---------- Stored rows

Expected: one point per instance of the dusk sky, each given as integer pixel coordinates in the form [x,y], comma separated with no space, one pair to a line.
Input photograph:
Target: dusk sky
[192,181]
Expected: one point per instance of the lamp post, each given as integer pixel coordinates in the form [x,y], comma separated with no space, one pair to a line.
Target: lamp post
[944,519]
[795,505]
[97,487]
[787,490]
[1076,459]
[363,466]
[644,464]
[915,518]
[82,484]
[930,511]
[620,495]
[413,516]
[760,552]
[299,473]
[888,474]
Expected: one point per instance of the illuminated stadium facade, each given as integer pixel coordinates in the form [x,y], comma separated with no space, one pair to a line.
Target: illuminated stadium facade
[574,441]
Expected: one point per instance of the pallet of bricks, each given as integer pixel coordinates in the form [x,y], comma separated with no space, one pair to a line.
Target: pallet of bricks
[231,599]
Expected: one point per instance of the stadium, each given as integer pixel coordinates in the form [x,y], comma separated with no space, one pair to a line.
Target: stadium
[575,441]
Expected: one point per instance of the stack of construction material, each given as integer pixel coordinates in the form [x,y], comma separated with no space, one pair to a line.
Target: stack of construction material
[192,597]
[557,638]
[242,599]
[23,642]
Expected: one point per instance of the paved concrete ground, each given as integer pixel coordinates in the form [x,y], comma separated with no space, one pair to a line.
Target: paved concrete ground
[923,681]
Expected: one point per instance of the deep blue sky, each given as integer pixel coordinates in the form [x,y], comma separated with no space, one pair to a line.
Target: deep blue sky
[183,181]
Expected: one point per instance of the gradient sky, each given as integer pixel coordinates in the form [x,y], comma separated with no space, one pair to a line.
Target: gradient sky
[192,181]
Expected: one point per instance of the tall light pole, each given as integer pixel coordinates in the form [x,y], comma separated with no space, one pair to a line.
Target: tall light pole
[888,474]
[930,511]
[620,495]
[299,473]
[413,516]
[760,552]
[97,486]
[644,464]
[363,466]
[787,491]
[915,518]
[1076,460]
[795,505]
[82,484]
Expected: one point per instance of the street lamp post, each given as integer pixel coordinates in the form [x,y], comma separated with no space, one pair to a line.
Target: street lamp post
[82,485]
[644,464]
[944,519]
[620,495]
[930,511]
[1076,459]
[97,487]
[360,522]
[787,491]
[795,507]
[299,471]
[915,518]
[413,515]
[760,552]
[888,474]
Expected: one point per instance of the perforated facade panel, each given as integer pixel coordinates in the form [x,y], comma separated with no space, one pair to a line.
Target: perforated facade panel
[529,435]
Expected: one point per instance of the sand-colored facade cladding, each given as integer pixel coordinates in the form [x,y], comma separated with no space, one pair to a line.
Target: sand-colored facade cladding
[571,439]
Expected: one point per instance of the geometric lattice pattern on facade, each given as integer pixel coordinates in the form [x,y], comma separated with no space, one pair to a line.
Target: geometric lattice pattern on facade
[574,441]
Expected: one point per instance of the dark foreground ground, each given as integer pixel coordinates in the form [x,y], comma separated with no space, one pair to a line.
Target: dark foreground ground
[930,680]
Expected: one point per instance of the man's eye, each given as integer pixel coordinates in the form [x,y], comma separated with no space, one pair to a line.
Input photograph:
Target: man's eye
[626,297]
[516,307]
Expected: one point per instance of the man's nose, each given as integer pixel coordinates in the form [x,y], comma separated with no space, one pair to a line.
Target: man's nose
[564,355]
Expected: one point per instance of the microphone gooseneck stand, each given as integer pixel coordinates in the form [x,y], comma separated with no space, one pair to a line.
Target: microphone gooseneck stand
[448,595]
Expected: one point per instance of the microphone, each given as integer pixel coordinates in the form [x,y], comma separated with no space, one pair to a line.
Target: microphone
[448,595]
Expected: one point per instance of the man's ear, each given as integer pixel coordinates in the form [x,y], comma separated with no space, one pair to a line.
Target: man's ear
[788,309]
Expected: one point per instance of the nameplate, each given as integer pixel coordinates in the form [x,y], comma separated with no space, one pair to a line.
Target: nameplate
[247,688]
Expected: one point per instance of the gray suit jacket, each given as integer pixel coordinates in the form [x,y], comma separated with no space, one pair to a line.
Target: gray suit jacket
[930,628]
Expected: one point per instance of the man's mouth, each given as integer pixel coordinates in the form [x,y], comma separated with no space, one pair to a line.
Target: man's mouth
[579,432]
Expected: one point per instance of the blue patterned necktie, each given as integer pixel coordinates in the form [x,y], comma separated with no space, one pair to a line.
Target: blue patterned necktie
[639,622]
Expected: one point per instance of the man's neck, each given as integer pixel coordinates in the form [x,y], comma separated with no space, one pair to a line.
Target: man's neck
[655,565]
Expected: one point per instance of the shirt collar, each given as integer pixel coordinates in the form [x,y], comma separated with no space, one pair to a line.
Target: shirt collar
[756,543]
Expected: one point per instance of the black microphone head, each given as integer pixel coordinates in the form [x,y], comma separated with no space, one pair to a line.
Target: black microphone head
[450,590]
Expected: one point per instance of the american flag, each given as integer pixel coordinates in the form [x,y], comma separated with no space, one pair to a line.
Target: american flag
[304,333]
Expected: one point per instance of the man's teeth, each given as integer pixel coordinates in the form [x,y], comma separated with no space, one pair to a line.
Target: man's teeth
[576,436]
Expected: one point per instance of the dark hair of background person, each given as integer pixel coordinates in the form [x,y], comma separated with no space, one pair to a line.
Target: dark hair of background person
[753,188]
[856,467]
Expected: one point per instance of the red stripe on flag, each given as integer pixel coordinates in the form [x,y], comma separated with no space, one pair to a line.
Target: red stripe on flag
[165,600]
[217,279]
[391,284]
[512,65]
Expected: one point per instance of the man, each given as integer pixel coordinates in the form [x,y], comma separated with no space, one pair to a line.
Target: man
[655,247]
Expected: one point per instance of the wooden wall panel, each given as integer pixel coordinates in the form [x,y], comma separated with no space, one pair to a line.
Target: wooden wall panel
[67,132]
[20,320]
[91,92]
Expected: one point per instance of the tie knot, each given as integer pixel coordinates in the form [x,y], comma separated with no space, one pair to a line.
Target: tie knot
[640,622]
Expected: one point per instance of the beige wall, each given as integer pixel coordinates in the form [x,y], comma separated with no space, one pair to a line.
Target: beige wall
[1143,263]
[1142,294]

--------------------

What you are asked to do: Go through the records above and set each one down exactly, please.

Expected answer:
Expected: one point per instance of the dusk sky, each given as integer pixel coordinates in the form [x,y], comma separated with no space, one pair to a line.
Input photograph:
Target: dusk sky
[192,181]
Expected: one point per instance of the lamp post, each given as integer pixel coordinates in the form [x,y], comma separated with no space, one pair to a line.
Target: lamp post
[944,519]
[795,505]
[97,487]
[787,490]
[1076,459]
[363,466]
[644,464]
[915,518]
[82,484]
[930,511]
[620,495]
[413,516]
[760,552]
[299,473]
[888,474]
Expected: one point per instance of the illuminated stadium facade, each given as integer pixel coordinates in the form [x,y], comma separated with no space, one pair to a line.
Target: illuminated stadium facade
[574,441]
Expected: one point per instance of the pallet of bricks, each given as integer pixel coordinates in the form [x,y], comma separated with no space, one pair to a line.
Target: pallet of bricks
[231,599]
Expected: one point per instance of the stadium, each given as integer pixel coordinates in the form [x,y], comma separated with no space, one pair to a line.
Target: stadium
[575,441]
Expected: one point per instance of the stack of construction material, each given as integer pixel coordinates in the form [x,y], comma separated with no space, one pair to a line.
Target: stack of construction material
[192,597]
[557,638]
[242,599]
[23,642]
Expected: one point per instance of the paved concrete ground, each given as integer pixel coordinates in the form [x,y], comma separated with no space, one pair to a line.
Target: paved concrete ground
[923,681]
Expected: one point per instance of the deep blue sky, each given as integer pixel coordinates in the form [x,y], comma separated with no space, one pair to a line.
Target: deep blue sky
[183,181]
Expected: one point per instance of the gradient sky, each given as integer pixel coordinates in the form [x,y], comma separated with no space, one pair to a line.
Target: gradient sky
[192,181]
Expected: one point per instance of the tall light pole, each given as integer pixel coordinates in the form [x,y], comma separated with no space, one pair to a line.
Target: tall light pole
[888,474]
[930,511]
[620,495]
[299,473]
[413,516]
[760,552]
[97,486]
[644,464]
[363,466]
[787,491]
[915,518]
[1076,460]
[795,505]
[82,484]
Expected: one point per instance of the street lamp post, each given as integer pixel coordinates in the form [x,y], comma separated with no space, one pair to a line.
Target: street lamp post
[82,485]
[644,464]
[944,519]
[620,495]
[930,511]
[1076,459]
[97,487]
[360,522]
[787,491]
[795,507]
[299,471]
[915,518]
[413,515]
[760,552]
[888,474]
Expected: one point per instance of the perforated facade panel, each given as integer pixel coordinates in the form [x,y], comma separated with no space, one pair to a line.
Target: perforated facade panel
[529,435]
Expected: one point per instance of the sand-colored facade cladding, each given as integer pixel coordinates in the form [x,y], comma separated with no space, one pair to a line.
Target: sand-colored facade cladding
[571,439]
Expected: one point per instance of the geometric lattice pattern on facade, each given as integer pixel coordinates in the form [x,y], comma separated with no space, one pair to a line.
Target: geometric lattice pattern on facade
[574,441]
Expected: one point per instance of the dark foreground ground, each given as integer pixel coordinates in the form [x,y], comma separated with no space, one pair to a line.
Target: dark foreground ground
[930,680]
Expected: one point per instance of the man's eye, each given as integer pixel coordinates in the form [x,y], comma separated with no space, one pair to a line.
Input photograph:
Target: man's eye
[626,297]
[516,307]
Expected: one point per instance of the man's nose, each given as integer pixel coordinates in the form [x,y], comma separated with no space, one pair to a line.
Target: man's nose
[564,355]
Expected: one point per instance of the microphone gooseneck stand, each given as integer pixel coordinates in the form [x,y], comma separated with no space, one pair to a line.
Target: microphone gooseneck stand
[448,595]
Expected: one point per instance of the microphone, each given as integer pixel coordinates in the form [x,y], comma separated with no space, one pair to a line.
Target: microphone
[448,595]
Expected: one point per instance of the man's ear, each given as integer pixel coordinates in the form [x,y], comma separated with no space, one pair to a line.
Target: man's ear
[788,309]
Expected: one point per instance of the nameplate, each given as integer pixel coordinates in the form [x,y], comma separated with no space, one pair to a line.
Target: nameplate
[247,688]
Expected: one point per instance of the gray suit jacket, each given as integer pixel coordinates in the form [x,y], comma separated with no space, one pair to a line.
Target: gray suit jacket
[930,628]
Expected: one point per instance of the man's mouth, each given as integer pixel coordinates in the form [x,y], comma separated with no space, one pair to a line.
Target: man's mouth
[579,432]
Expected: one point per instance of the blue patterned necktie, each given as integer pixel coordinates in the form [x,y], comma separated with no space, one pair to a line.
Target: blue patterned necktie
[639,622]
Expected: one point per instance of the man's neck, each given as integer pixel coordinates in the form [x,y], comma separated with no space, one pair to a line.
Target: man's neck
[655,565]
Expected: one point per instance of the shirt collar, each given as integer pixel coordinates in the form [x,y], comma separated with no space, one pair to a line.
Target: shirt collar
[756,543]
Expected: one point per instance of the black microphone head, each given as integer pixel coordinates in the form [x,y], comma separated with no space, one pair to a line.
Target: black microphone head
[450,590]
Expected: one point per instance of the american flag, each given as integer pixel coordinates in the form [x,y], comma separated with no space, one pair to a line.
Target: american flag
[304,333]
Expected: one point per instance of the man's teeth, each given as integer pixel coordinates in the form [x,y], comma separated with no space, one pair to a line.
Target: man's teeth
[576,436]
Expected: one point per instance of the dark hair of background person, each given as integer pixel coordinates in the form [x,y], comma separated with no space, one pair to a line.
Target: dark hair of background person
[753,188]
[856,467]
Expected: one point per instance of the red stripe on flag, each given as integer pixel coordinates in the form [x,y], comma separated with no space, one pair to a line.
Target: red stripe on flag
[165,600]
[217,279]
[391,284]
[512,65]
Expected: one point per instance of the man, each given as integer pixel coordinates in the form [x,y], comma separated with no space, one pair to a line.
Target: man
[655,247]
Expected: one point per instance of the wooden wall panel, each given as integer pixel coordinates in the form [x,y], comma separated with no space, one pair to a line.
Target: wooden wall panel
[67,132]
[20,320]
[91,92]
Expected: one point per instance of the tie knot, each given as integer pixel coordinates in the form [x,y], comma separated with no space, one pair to a line.
Target: tie knot
[640,622]
Expected: one point per instance of the beige wall, each given as integer pixel coordinates in the form [x,y], comma separated with no space, one pair to a line.
Target: beige wall
[1143,263]
[1142,294]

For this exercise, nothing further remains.